**Ejercicios**
A. Según el texto fuente, ¿en qué universidad es profesora Nere Basabe?
B. Reescribe el fragmento del texto fuente que comienza en "Hay una máxima" y termina en "una vida mejor.", pero cambia "cambio climático" por "calentamiento global".

━━━━━ Texto fuente ━━━━━

Otras miradas

El aliado

Nere Basabe

Profesora de Historia del pensamiento político en la Universidad Autónoma de Madrid

Hay una máxima literaria que apunta a que el genio de una gran novela reside en su capacidad de hacer de lo concreto, de una historia única e individual más allá de los tópicos, un relato universal capaz de atravesar el tiempo y las circunstancias de los lectores. Como la realidad tiende a imitar a la ficción, muchas veces necesitamos de la anécdota, de la imagen de una persona concreta para que realidades de mayor alcance impacten en las conciencias del público: así la lucha de la activista Greta Thunberg para que el problema del cambio climático saltara a primera plana, o de la atroz fotografía del niño sirio Aylan ahogado en la orilla de una playa para que tomáramos conciencia, cuando las frías cifras nos dejan indiferentes, de la terrible realidad de miles de vidas naufragadas en el Mediterráneo en busca de una vida mejor.

━━━━━ Extracto de datos ━━━━━

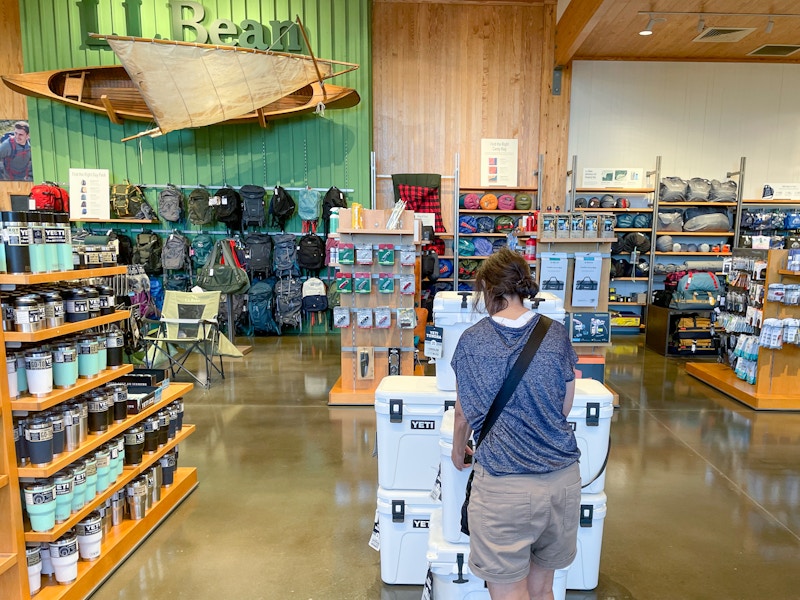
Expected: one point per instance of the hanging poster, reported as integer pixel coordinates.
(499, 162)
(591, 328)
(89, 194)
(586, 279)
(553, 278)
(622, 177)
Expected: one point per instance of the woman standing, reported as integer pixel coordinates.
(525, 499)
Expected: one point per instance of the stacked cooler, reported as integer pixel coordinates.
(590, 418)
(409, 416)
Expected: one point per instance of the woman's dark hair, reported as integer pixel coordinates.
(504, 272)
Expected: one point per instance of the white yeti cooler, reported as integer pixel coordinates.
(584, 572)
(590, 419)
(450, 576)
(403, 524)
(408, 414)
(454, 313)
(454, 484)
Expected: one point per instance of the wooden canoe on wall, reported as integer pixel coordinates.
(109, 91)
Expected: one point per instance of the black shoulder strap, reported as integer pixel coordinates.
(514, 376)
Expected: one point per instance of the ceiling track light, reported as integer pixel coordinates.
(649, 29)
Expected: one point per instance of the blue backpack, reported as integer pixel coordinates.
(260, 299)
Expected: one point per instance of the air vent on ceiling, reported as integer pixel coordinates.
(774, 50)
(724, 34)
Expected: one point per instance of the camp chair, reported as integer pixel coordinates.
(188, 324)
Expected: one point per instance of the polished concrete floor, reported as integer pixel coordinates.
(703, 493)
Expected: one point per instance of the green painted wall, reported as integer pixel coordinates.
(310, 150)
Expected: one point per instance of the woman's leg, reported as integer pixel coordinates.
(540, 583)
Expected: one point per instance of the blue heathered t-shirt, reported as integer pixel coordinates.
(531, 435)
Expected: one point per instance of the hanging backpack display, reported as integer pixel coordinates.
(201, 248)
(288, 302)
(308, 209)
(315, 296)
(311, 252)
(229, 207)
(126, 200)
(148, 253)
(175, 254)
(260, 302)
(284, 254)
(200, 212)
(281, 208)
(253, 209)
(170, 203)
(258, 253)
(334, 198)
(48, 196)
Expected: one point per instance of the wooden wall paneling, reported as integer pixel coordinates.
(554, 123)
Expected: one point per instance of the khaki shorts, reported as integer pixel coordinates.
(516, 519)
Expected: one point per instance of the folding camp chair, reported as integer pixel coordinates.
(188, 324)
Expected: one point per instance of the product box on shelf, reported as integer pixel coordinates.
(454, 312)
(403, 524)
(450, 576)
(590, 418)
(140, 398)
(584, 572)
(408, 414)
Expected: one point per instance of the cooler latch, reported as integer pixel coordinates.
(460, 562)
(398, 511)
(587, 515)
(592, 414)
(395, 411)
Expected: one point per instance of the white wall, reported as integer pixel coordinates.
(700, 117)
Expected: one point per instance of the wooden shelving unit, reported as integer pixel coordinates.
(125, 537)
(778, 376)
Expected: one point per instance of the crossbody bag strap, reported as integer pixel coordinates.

━━━━━

**Respuestas**
A. En la Universidad Autónoma de Madrid.

B.
Hay una máxima literaria que apunta a que el genio de una gran novela reside en su capacidad de hacer de lo concreto, de una historia única e individual más allá de los tópicos, un relato universal capaz de atravesar el tiempo y las circunstancias de los lectores. Como la realidad tiende a imitar a la ficción, muchas veces necesitamos de la anécdota, de la imagen de una persona concreta para que realidades de mayor alcance impacten en las conciencias del público: así la lucha de la activista Greta Thunberg para que el problema del calentamiento global saltara a primera plana, o de la atroz fotografía del niño sirio Aylan ahogado en la orilla de una playa para que tomáramos conciencia, cuando las frías cifras nos dejan indiferentes, de la terrible realidad de miles de vidas naufragadas en el Mediterráneo en busca de una vida mejor.